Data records

━━━━━━

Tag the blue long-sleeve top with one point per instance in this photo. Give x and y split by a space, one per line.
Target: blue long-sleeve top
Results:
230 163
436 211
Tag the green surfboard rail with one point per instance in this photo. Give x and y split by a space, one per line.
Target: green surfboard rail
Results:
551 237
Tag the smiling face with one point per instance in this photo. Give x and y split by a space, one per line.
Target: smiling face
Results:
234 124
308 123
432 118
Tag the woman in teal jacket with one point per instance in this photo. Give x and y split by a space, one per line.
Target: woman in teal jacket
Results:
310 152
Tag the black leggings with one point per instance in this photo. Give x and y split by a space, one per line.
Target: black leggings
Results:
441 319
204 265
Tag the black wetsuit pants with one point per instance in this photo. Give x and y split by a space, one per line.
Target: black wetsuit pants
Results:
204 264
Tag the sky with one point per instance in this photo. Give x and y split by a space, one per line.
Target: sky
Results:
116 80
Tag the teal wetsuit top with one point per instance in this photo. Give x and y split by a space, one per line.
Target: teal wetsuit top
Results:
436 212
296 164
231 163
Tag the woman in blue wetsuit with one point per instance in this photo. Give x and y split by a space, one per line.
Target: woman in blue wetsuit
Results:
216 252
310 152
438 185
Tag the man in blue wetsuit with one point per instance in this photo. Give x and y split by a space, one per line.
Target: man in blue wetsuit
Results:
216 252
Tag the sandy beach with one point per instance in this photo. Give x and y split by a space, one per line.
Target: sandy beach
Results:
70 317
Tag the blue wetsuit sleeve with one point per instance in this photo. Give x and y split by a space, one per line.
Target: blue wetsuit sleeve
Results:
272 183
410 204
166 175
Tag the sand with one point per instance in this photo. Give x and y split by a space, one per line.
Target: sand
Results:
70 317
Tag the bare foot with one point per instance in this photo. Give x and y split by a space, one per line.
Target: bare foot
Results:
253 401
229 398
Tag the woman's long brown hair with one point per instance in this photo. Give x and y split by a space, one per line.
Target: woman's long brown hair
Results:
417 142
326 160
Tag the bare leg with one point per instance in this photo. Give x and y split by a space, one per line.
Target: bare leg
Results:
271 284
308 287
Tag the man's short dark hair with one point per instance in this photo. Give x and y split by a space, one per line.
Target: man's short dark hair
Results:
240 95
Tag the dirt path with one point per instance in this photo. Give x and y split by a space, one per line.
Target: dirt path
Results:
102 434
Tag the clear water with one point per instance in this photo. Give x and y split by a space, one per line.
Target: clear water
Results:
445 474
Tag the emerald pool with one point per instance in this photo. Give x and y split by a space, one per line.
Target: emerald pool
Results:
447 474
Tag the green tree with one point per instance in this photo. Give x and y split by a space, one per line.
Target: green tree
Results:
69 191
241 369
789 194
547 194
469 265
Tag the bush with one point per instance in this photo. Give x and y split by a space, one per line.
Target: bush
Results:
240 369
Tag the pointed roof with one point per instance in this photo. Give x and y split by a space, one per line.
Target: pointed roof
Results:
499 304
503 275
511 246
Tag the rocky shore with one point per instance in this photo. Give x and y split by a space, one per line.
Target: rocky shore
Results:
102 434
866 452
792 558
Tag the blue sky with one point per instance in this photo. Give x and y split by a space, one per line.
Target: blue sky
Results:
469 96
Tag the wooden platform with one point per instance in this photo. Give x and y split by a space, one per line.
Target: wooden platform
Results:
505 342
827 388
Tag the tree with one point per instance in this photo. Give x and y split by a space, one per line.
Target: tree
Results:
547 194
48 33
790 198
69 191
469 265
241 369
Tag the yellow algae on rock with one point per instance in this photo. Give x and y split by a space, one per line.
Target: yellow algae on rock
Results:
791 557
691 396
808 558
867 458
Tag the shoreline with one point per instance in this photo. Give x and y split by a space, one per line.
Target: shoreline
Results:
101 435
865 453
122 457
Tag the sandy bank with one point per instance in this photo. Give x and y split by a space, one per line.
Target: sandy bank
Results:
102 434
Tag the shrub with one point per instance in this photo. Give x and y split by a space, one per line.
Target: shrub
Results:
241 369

━━━━━━

GOAL OF THE EXERCISE
Give all the records again. Match them exactly.

RESULT OF THIS EXERCISE
Tag the blue long-sleeve top with one point per instance in this photo. Give x and y split by a space, one per line.
Target: blue long-sleeve top
Results:
230 163
436 211
Tag the green surfboard rail with one point per instance in this photo. Give x and y split by a space, one per line.
Target: green surfboard rail
Results:
551 237
Tag the smiling face with one point per instance in this photo. Give x and y split by a space, one per line.
Target: smiling face
Results:
234 124
308 123
432 118
Tag the woman in teal jacket with one point per instance in this photo. Give x and y split by a space, one per line.
Target: woman in teal jacket
Results:
310 152
Tag the black leggings with one point per instance in this photo. Give x and y split by a space, one per line.
Target: black leggings
Results:
441 319
204 265
Tag the black wetsuit pants with one point per instance in this photo. Give x and y split by a space, one per line.
Target: black wetsuit pants
Results:
204 264
Tag the sky with one point per instance in this photo. Give x and y split by a space, one per line.
Target: sky
Results:
116 80
Tag the teal wetsuit top with one point per instance in this photo. Give x and y split by a space, one per line.
Target: teal wetsuit top
Results:
436 212
296 164
231 163
Tag the woman in blue wetsuit with one point per instance in this photo. Give x and y split by a space, one per line.
Target: woman in blue wetsuit
Results:
216 252
310 152
438 185
Tag the man in blue wetsuit with one point per instance in this photo. Give x and y split by a space, one per line.
Target: man in blue wetsuit
Results:
216 252
Tag the sandy beach with one point per instance in this photo. Give x and y split by a space, one per line.
Target: sandy beach
Results:
70 317
Tag the blue wetsuit sleeve with one point per instance in this photo. Give x and y split by a space, one per line.
Target: blue wetsuit sleeve
Results:
272 183
410 204
166 175
Tag the sand with one point per instance in this photo. Give x and y split by a space, one per line.
Target: sand
Results:
70 317
Tag the bare foot with one point per instance in this photo. Give x and y split by a space, one per line.
Target: bare foot
Results:
253 401
229 398
Tag the woman's long brown hair with one point per instance in this photo. Give x and y split by a space, one per line.
Target: woman's long brown hair
Results:
417 142
326 160
Tag the bare leg with one point per instance in this photo. Give x and y split by a space, one per line.
Target: bare leg
Results:
271 284
308 287
Tag the man's short dark hair with one point per instance in this photo. Give x and y split by a space, one per line.
Target: man's short dark hair
Results:
240 95
Tag the dirt path with one point per instance in this photo. Give x and y split by a space, one per line.
Target: dirt path
Results:
102 434
Tag the clear water with one point per instance in this photo. Give x and y split by a space, one per line.
Target: clear water
Results:
445 474
Tag the emerald pool with one point per instance in this photo. Give x and y split by a space, one per line.
Target: emerald pool
Results:
447 474
Tag the green tree with one point per instance in this photo. Give x and y split by a space, one per line.
Target: green tree
Results:
69 191
241 369
789 194
547 194
469 265
Tag the bush with one point per instance in this photo. Give x and y split by a space, one per line.
Target: bush
Results:
240 369
Tag the pointed roof with one point per instance in this photo. Give x and y split by a space, one per line.
Target: pointed roof
Results:
499 304
503 275
511 246
Tag the rocky shore with one point per instance in this photo. Give x and y split by a space, one per line.
Target: rocky shore
Results:
102 434
866 452
792 558
Tag the blue sky with one point per instance in this photo. Give x and y split by a space, one per line.
Target: blue sky
Results:
469 96
Tag the wooden platform with one point per instance in this photo. Give x and y split by a space, one per line.
Target: wooden platform
Results:
505 342
827 388
Tag the tree with one point per instance in this photo. Give x and y split by a space, one per line.
Target: tree
Results:
547 194
48 33
790 198
69 191
469 265
241 369
Tag the yellow algae on rock with one point per instance in this photo. Give x and y split by a space, one per line.
Target: yellow algae on rock
Results:
791 557
691 396
808 558
867 458
Tag the shoreline with one point per instance in this photo. Give x and y split by a space, one per line.
Target: shoreline
Results:
101 435
865 453
122 457
Tag the sandy bank with one point per instance in this photo. Give x and y split by a space, one per line.
Target: sandy bank
Results:
102 434
Tag the shrub with one point per instance in this photo. Give x and y split by a space, one per line.
Target: shrub
Results:
241 369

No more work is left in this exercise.